# Image point grounding data:
=-=-=-=-=
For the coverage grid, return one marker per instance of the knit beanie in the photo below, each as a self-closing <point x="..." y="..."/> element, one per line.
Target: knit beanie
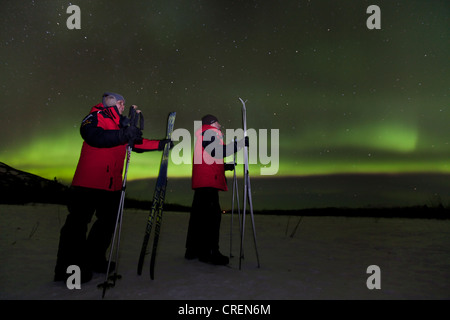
<point x="209" y="119"/>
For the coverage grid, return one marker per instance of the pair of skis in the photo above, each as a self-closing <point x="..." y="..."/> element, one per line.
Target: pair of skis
<point x="110" y="280"/>
<point x="247" y="196"/>
<point x="156" y="210"/>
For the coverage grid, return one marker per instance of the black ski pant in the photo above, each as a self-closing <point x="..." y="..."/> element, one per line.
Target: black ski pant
<point x="74" y="247"/>
<point x="204" y="222"/>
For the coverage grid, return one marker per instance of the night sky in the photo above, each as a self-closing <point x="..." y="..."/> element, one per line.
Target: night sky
<point x="346" y="99"/>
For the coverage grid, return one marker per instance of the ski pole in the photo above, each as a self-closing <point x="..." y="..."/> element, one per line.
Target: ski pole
<point x="118" y="227"/>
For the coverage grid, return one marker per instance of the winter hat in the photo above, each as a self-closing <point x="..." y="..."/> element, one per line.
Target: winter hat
<point x="209" y="119"/>
<point x="110" y="95"/>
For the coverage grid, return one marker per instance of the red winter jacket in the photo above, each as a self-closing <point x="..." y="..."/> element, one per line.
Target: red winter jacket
<point x="208" y="171"/>
<point x="103" y="154"/>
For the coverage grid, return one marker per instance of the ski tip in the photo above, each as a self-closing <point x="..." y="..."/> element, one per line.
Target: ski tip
<point x="243" y="102"/>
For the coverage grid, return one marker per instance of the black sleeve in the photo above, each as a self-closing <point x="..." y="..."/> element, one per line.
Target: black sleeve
<point x="227" y="150"/>
<point x="98" y="137"/>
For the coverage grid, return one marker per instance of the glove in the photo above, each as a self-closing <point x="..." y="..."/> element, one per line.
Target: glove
<point x="163" y="142"/>
<point x="130" y="134"/>
<point x="229" y="166"/>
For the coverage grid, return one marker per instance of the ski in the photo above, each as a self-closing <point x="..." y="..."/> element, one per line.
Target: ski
<point x="247" y="192"/>
<point x="156" y="210"/>
<point x="110" y="280"/>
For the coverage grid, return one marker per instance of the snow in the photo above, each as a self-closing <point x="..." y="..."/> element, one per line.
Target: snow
<point x="326" y="258"/>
=-=-=-=-=
# Aim of the task:
The entries above are to be copied exactly, with every picture left out.

# Output for this exercise:
For the coverage grid, return one marker per instance of the knit beanie in the photo below, each as a self-closing <point x="..." y="..."/> element, one per line.
Target: knit beanie
<point x="209" y="119"/>
For the coverage grid, return one marker per instance of the pair of skis in the photo above, each as a self-closing <point x="..." y="..."/> element, one per line.
Target: pair of skis
<point x="110" y="280"/>
<point x="247" y="196"/>
<point x="156" y="210"/>
For the coverage grid, return one marker per instance of the black ski pant in the photo above, each as a self-closing <point x="..." y="..."/> element, one per line.
Target: black ski pant
<point x="74" y="247"/>
<point x="204" y="222"/>
For the coverage grid, return one marker per instance of the night sky in the photo above, each as a self-closing <point x="..." y="..."/> element, one per line.
Target: night sky
<point x="346" y="99"/>
For the coverage grid, return one marker per instance of the ski pole in the photo above, each as a self-closing <point x="..." y="..."/> element, one per line.
Target: ski pole
<point x="118" y="227"/>
For the coverage grid, return one marker per instance of the winter hat in the photo above, each as a self-closing <point x="..." y="..."/> element, one per line.
Target: winter hat
<point x="209" y="119"/>
<point x="110" y="95"/>
For the coverage grid, return one marker per instance of the red winter jacket in the photo above, each as a self-closing <point x="..." y="..."/> element, one per line.
Target: red winter jacket
<point x="208" y="171"/>
<point x="103" y="154"/>
For the coverage grid, return one marker per instance of the ski tip in the photo above, each as a self-closing <point x="..." y="..."/> element, one per line.
Target: ski tip
<point x="243" y="102"/>
For the coverage grid, return one marker per instance of the black sleeve in the photo above, each as a self-closing <point x="..." y="..."/> element, one per line.
Target: black sleeve
<point x="227" y="150"/>
<point x="98" y="137"/>
For the coverage grid, return one marker per instance of the glove in the photo above, each as a self-closing <point x="..." y="..."/> element, one per line.
Target: glove
<point x="163" y="142"/>
<point x="130" y="134"/>
<point x="229" y="166"/>
For the coverage grid, return one marker per instance of the ski in the photo above, each as a self-closing <point x="..." y="..."/> element, one per line.
Target: ski
<point x="247" y="192"/>
<point x="156" y="210"/>
<point x="110" y="280"/>
For the coverage grid, return one marker per instance of the snow in the photo above, each as a self-closing <point x="..." y="..."/> element, one per line.
Target: snow
<point x="326" y="258"/>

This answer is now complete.